Locate each line in the records below that contains the string "food", with letter case significant, and copy every such line.

====== AVAILABLE DATA

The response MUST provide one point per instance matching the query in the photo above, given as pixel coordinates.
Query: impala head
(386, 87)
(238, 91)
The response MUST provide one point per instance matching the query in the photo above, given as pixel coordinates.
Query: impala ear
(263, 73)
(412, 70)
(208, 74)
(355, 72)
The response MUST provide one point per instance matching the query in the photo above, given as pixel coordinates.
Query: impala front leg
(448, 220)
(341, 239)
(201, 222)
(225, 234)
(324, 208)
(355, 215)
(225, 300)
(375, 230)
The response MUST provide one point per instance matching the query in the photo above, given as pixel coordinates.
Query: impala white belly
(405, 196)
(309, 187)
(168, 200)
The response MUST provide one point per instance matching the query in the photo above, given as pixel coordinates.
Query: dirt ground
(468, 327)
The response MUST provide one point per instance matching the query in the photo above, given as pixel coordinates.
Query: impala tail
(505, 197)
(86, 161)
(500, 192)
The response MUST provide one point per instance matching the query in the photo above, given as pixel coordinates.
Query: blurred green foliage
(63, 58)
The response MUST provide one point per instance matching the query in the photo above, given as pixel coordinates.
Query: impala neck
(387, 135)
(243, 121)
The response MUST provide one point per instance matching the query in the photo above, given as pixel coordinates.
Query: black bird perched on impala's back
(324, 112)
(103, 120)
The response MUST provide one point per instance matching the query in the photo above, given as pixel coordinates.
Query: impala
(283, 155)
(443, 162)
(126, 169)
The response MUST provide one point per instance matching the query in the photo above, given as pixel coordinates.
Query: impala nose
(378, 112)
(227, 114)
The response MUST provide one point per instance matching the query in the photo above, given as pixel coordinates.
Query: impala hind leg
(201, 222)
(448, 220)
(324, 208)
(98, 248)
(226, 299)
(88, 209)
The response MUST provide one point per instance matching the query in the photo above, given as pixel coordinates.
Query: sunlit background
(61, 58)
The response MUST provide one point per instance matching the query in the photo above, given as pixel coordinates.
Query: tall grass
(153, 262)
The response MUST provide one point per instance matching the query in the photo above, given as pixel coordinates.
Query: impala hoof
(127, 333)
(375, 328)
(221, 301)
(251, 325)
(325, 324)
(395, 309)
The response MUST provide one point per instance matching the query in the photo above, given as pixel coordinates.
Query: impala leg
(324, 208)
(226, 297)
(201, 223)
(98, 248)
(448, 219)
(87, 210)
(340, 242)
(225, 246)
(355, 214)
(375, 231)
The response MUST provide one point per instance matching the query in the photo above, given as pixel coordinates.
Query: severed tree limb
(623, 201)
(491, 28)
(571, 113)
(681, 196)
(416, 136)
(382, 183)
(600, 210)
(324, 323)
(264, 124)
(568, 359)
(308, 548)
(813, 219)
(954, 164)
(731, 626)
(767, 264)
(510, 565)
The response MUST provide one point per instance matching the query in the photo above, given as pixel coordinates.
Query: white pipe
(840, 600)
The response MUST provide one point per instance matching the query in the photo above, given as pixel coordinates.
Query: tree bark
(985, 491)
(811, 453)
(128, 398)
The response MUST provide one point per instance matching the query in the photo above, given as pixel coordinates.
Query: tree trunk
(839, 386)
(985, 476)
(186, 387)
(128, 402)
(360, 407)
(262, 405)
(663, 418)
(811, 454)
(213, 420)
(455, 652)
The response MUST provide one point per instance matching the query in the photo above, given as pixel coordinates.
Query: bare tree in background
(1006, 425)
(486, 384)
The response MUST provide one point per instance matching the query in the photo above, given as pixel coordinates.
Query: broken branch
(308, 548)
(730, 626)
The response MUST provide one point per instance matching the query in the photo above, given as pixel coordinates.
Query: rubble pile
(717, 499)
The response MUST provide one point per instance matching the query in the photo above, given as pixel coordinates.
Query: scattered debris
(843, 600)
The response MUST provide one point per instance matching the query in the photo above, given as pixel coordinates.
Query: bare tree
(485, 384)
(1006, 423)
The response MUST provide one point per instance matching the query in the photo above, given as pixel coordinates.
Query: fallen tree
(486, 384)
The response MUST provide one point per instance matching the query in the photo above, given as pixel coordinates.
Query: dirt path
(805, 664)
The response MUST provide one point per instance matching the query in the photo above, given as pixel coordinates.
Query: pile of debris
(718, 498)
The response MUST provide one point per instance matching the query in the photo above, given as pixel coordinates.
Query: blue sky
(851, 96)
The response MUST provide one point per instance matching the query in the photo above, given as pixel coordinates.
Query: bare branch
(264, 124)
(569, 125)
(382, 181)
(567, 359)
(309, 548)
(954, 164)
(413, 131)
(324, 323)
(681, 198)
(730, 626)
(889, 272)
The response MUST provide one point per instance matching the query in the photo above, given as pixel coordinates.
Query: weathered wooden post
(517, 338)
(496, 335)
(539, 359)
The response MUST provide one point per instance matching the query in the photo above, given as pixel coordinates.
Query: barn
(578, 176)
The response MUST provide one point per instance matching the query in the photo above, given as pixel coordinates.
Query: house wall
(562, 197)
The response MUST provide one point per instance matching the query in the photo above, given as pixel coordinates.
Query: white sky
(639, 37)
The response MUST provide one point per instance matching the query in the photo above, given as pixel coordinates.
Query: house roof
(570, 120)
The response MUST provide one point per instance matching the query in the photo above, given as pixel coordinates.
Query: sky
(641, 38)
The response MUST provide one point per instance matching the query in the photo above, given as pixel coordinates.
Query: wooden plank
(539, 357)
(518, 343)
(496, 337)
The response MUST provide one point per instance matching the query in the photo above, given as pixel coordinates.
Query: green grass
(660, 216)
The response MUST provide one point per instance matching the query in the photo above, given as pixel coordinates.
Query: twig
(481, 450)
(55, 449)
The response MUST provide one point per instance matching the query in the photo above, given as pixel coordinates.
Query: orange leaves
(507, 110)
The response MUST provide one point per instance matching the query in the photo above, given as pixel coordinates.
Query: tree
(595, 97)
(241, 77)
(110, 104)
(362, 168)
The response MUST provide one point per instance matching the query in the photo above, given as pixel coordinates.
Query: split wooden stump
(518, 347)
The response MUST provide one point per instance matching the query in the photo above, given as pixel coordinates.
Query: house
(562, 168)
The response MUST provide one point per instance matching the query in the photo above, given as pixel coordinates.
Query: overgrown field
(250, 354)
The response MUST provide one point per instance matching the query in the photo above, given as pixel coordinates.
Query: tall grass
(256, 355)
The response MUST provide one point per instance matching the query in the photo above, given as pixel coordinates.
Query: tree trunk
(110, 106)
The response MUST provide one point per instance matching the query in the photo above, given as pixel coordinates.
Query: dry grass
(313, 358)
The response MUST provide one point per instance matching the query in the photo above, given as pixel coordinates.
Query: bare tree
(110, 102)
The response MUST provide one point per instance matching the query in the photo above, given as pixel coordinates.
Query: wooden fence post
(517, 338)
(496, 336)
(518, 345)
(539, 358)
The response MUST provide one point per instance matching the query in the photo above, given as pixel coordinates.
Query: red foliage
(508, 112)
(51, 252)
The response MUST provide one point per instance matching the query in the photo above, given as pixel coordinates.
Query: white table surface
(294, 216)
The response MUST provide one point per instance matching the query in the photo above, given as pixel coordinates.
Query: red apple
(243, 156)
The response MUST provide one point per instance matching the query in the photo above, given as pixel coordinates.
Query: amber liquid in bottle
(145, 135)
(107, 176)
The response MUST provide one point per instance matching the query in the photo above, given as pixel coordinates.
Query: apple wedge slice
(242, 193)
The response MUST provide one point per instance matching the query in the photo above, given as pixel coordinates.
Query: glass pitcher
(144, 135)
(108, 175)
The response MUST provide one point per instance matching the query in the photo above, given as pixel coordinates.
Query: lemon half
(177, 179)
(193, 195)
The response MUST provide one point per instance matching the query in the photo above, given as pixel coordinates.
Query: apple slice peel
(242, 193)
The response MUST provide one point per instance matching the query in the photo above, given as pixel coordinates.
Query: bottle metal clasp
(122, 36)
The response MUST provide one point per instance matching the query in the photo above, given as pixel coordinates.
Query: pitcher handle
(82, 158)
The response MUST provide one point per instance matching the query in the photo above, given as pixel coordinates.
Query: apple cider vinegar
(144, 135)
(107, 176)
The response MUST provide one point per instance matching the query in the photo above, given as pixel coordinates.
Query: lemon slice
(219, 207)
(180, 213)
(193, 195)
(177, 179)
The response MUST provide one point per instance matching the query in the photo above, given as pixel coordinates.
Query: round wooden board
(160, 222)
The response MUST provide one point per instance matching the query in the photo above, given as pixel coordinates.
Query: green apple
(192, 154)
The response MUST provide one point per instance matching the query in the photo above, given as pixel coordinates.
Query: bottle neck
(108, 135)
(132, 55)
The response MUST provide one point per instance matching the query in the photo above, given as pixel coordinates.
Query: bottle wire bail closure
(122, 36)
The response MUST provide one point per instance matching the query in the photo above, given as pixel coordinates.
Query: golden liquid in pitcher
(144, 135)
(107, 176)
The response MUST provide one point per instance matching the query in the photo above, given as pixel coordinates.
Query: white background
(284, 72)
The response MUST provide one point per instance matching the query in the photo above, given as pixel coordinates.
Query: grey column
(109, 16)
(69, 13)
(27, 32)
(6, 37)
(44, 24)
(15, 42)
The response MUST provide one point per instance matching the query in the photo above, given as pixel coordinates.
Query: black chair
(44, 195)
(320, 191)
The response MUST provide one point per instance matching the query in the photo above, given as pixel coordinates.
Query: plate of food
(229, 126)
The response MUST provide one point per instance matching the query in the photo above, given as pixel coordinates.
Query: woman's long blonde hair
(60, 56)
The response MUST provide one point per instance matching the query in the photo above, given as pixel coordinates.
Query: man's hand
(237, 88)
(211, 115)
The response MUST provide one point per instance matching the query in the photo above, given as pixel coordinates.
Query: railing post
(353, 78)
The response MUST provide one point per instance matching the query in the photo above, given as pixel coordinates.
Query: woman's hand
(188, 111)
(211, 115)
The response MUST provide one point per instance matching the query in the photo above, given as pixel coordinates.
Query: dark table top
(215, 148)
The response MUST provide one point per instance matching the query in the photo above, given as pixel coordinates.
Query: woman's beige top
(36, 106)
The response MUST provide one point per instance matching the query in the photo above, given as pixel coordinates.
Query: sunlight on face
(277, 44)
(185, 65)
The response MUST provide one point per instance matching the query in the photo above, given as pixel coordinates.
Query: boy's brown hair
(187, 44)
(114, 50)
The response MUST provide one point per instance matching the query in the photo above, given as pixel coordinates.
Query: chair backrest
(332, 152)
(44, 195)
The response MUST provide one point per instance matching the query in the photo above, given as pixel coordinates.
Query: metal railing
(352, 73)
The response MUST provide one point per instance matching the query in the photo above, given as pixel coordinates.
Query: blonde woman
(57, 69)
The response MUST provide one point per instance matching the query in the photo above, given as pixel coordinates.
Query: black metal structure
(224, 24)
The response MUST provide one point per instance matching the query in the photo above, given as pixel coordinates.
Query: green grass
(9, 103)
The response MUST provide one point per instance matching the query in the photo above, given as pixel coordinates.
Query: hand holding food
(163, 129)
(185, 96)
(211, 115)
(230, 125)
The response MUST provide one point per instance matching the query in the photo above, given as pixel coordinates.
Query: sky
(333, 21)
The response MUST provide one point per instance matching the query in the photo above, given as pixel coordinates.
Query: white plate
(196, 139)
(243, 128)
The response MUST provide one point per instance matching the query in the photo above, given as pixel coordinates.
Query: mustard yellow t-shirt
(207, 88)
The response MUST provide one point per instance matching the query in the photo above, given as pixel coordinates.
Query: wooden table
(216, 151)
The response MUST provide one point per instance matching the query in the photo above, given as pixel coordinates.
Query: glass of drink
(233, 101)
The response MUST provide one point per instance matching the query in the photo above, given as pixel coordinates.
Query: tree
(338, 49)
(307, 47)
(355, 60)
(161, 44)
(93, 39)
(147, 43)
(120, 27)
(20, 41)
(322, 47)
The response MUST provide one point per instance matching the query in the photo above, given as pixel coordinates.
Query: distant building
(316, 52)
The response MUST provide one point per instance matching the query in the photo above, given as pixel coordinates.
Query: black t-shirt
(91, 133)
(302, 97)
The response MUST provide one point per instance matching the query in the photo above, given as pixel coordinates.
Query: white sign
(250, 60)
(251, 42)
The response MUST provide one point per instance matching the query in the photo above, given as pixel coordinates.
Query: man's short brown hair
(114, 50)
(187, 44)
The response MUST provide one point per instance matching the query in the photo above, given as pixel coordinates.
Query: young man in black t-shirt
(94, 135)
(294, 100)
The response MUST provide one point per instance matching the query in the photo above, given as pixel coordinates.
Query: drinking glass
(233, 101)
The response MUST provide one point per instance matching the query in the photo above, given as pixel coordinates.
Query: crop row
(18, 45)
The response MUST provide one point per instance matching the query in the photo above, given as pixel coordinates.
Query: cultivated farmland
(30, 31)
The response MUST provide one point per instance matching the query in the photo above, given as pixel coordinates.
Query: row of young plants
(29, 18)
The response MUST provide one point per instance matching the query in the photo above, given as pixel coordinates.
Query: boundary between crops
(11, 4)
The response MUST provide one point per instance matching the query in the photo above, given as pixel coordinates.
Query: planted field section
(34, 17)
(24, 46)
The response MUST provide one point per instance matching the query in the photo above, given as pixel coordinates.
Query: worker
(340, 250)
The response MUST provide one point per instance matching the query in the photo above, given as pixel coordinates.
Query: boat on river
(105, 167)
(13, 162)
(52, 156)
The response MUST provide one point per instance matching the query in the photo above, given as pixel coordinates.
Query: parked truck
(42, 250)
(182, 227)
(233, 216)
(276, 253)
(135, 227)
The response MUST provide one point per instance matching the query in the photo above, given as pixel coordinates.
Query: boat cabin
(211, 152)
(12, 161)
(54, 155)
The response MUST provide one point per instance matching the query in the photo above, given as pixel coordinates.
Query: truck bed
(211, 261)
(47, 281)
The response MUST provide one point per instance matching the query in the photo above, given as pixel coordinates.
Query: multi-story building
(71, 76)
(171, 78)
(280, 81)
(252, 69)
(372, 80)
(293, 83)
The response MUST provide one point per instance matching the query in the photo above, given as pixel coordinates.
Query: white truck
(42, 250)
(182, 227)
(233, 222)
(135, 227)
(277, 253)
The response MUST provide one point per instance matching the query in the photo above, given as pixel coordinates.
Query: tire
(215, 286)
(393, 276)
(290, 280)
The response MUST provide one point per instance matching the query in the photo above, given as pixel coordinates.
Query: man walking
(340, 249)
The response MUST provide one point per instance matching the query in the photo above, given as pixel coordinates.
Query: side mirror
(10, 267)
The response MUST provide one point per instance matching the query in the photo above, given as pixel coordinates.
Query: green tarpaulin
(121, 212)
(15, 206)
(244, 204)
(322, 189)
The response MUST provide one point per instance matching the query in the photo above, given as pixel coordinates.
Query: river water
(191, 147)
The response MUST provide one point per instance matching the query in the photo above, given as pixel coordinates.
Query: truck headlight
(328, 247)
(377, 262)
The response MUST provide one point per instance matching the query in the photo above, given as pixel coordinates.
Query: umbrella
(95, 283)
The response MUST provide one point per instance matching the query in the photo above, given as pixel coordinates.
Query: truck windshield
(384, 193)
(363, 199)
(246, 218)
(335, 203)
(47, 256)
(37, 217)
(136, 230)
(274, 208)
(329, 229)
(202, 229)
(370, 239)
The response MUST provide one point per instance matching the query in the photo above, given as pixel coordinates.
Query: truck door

============

_REPLY_
Query: plate of food
Query: hand holding food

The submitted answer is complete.